## PROBLEM STATEMENT
Only the records, exactly as written, belong in the answer; pictures do not.

**** EXTRACTED RECORDS

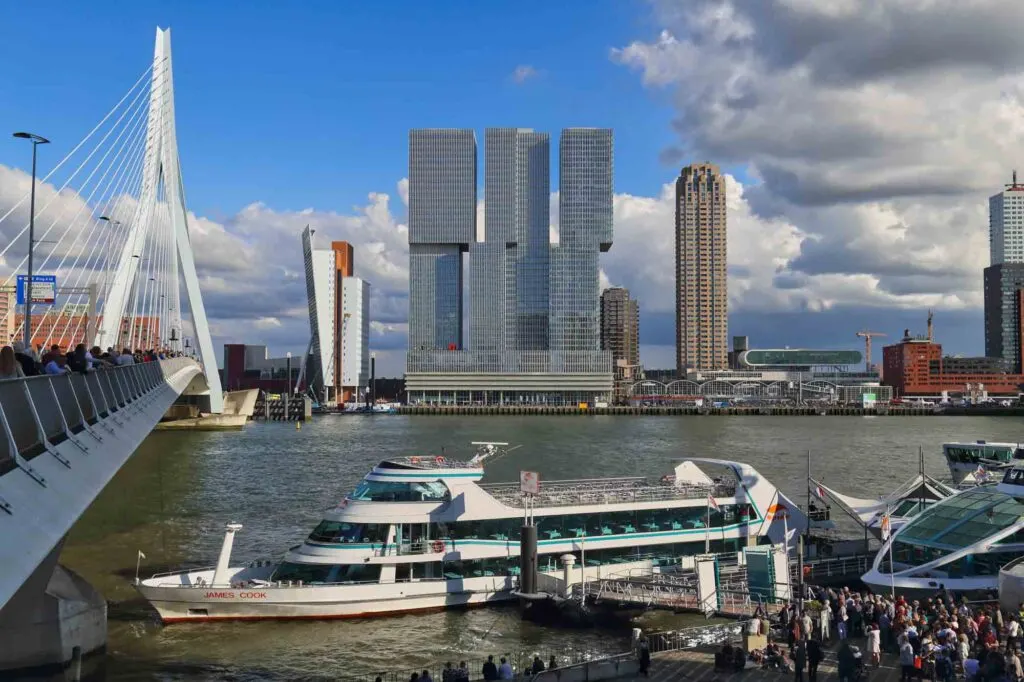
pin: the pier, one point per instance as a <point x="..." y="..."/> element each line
<point x="680" y="592"/>
<point x="669" y="411"/>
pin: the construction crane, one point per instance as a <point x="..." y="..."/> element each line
<point x="867" y="336"/>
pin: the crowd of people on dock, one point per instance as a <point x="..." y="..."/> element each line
<point x="940" y="638"/>
<point x="17" y="361"/>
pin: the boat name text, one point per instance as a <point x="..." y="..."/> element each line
<point x="231" y="595"/>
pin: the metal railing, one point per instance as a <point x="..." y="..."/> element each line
<point x="607" y="491"/>
<point x="39" y="413"/>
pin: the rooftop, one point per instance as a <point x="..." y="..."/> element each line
<point x="607" y="491"/>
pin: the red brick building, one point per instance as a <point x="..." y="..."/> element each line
<point x="916" y="367"/>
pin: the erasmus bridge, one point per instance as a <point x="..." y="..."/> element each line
<point x="112" y="265"/>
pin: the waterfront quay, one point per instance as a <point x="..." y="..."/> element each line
<point x="667" y="411"/>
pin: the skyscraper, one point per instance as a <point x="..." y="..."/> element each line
<point x="585" y="226"/>
<point x="534" y="307"/>
<point x="441" y="225"/>
<point x="339" y="322"/>
<point x="701" y="296"/>
<point x="1004" y="279"/>
<point x="621" y="328"/>
<point x="509" y="269"/>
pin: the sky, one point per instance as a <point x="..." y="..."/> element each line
<point x="861" y="140"/>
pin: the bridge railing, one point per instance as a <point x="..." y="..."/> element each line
<point x="38" y="413"/>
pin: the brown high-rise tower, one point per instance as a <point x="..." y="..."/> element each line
<point x="701" y="297"/>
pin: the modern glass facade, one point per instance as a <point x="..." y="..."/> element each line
<point x="1003" y="285"/>
<point x="535" y="307"/>
<point x="585" y="225"/>
<point x="441" y="225"/>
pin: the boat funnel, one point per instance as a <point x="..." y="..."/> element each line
<point x="220" y="573"/>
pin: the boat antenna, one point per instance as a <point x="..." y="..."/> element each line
<point x="489" y="451"/>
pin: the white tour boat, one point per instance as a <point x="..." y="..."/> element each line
<point x="422" y="533"/>
<point x="957" y="544"/>
<point x="980" y="462"/>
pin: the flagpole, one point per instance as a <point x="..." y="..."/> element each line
<point x="708" y="527"/>
<point x="892" y="568"/>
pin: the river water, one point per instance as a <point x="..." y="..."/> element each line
<point x="172" y="499"/>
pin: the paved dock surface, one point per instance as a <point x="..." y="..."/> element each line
<point x="698" y="666"/>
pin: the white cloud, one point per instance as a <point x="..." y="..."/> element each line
<point x="875" y="134"/>
<point x="523" y="73"/>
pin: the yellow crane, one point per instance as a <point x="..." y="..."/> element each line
<point x="867" y="336"/>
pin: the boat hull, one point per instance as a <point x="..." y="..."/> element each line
<point x="182" y="604"/>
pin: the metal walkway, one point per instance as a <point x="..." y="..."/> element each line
<point x="678" y="591"/>
<point x="61" y="440"/>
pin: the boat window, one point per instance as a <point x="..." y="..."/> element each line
<point x="378" y="491"/>
<point x="339" y="531"/>
<point x="684" y="520"/>
<point x="328" y="573"/>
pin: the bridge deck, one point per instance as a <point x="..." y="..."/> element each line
<point x="61" y="439"/>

********

## WRITTEN ANSWER
pin: the pier, one point per instance as a <point x="..." y="..."/> element each line
<point x="680" y="592"/>
<point x="669" y="411"/>
pin: the construction crane, one point per instance as a <point x="..." y="..."/> element each line
<point x="867" y="336"/>
pin: the crowd of people on dock, one point per instance as a <point x="..." y="..."/> element each line
<point x="940" y="638"/>
<point x="17" y="361"/>
pin: the boat name text, one point per instance as a <point x="..." y="..."/> element each line
<point x="231" y="595"/>
pin: the metal railing, one point per instance as a <point x="..." y="..."/> element each line
<point x="607" y="491"/>
<point x="39" y="413"/>
pin: the rooftop, one point per instance as a <point x="..." y="..."/> element each line
<point x="607" y="491"/>
pin: the red brick building, one point per instance as a <point x="..." y="..."/> element each line
<point x="916" y="367"/>
pin: the erasmus bridge, one point per instance as a <point x="..." y="..."/> element each line
<point x="112" y="265"/>
pin: the waterfront quay, one point per instance as a <point x="..." y="..."/> element each line
<point x="667" y="411"/>
pin: the skyscraper, one point per instance as a <point x="..." y="..."/> element each line
<point x="585" y="226"/>
<point x="534" y="307"/>
<point x="441" y="225"/>
<point x="339" y="322"/>
<point x="701" y="296"/>
<point x="1004" y="279"/>
<point x="621" y="328"/>
<point x="509" y="269"/>
pin: the sky, one point per instance as a <point x="..." y="..."/> element each line
<point x="861" y="140"/>
pin: the bridge railing, one point per instance as a <point x="..." y="..."/> element each line
<point x="38" y="413"/>
pin: the brown high-rise tower, one point per instance as a <point x="..." y="..."/> element each line
<point x="701" y="297"/>
pin: the modern glass facade, one point per instance as a <point x="..." y="..."/> element each line
<point x="1003" y="285"/>
<point x="535" y="307"/>
<point x="585" y="225"/>
<point x="441" y="225"/>
pin: the boat funnel, one point per instance as a <point x="..." y="..."/> element each line
<point x="220" y="573"/>
pin: the boat antenna, one point per instance as a <point x="..." y="..."/> element each line
<point x="489" y="451"/>
pin: the white tour boat, one point per instance as a <point x="..." y="..."/> element each line
<point x="422" y="533"/>
<point x="957" y="544"/>
<point x="980" y="462"/>
pin: the flagpole, one point per instance as a <point x="..." y="..."/> element each line
<point x="708" y="527"/>
<point x="892" y="568"/>
pin: the river water, one point per instance as a <point x="..." y="..."/> element each line
<point x="172" y="499"/>
pin: the paved dock surface, one point per instance as a <point x="..." y="..."/> element each line
<point x="698" y="666"/>
pin: the white cloud, one point per instance as a <point x="..." y="..."/> element each line
<point x="875" y="134"/>
<point x="523" y="73"/>
pin: the yellow crane, one point per instance as a <point x="..." y="..."/> element each line
<point x="867" y="336"/>
pin: the boat hull, one point per instance as a <point x="..." y="..."/> element each line
<point x="182" y="604"/>
pin: the metal walkway, one point per instance as a <point x="..." y="..."/> element each line
<point x="678" y="591"/>
<point x="61" y="440"/>
pin: the boat window, one point per instance as a <point x="..." y="..."/> element each line
<point x="378" y="491"/>
<point x="339" y="531"/>
<point x="684" y="520"/>
<point x="328" y="573"/>
pin: the bridge deck, one point per instance as a <point x="..." y="..."/> element each line
<point x="61" y="439"/>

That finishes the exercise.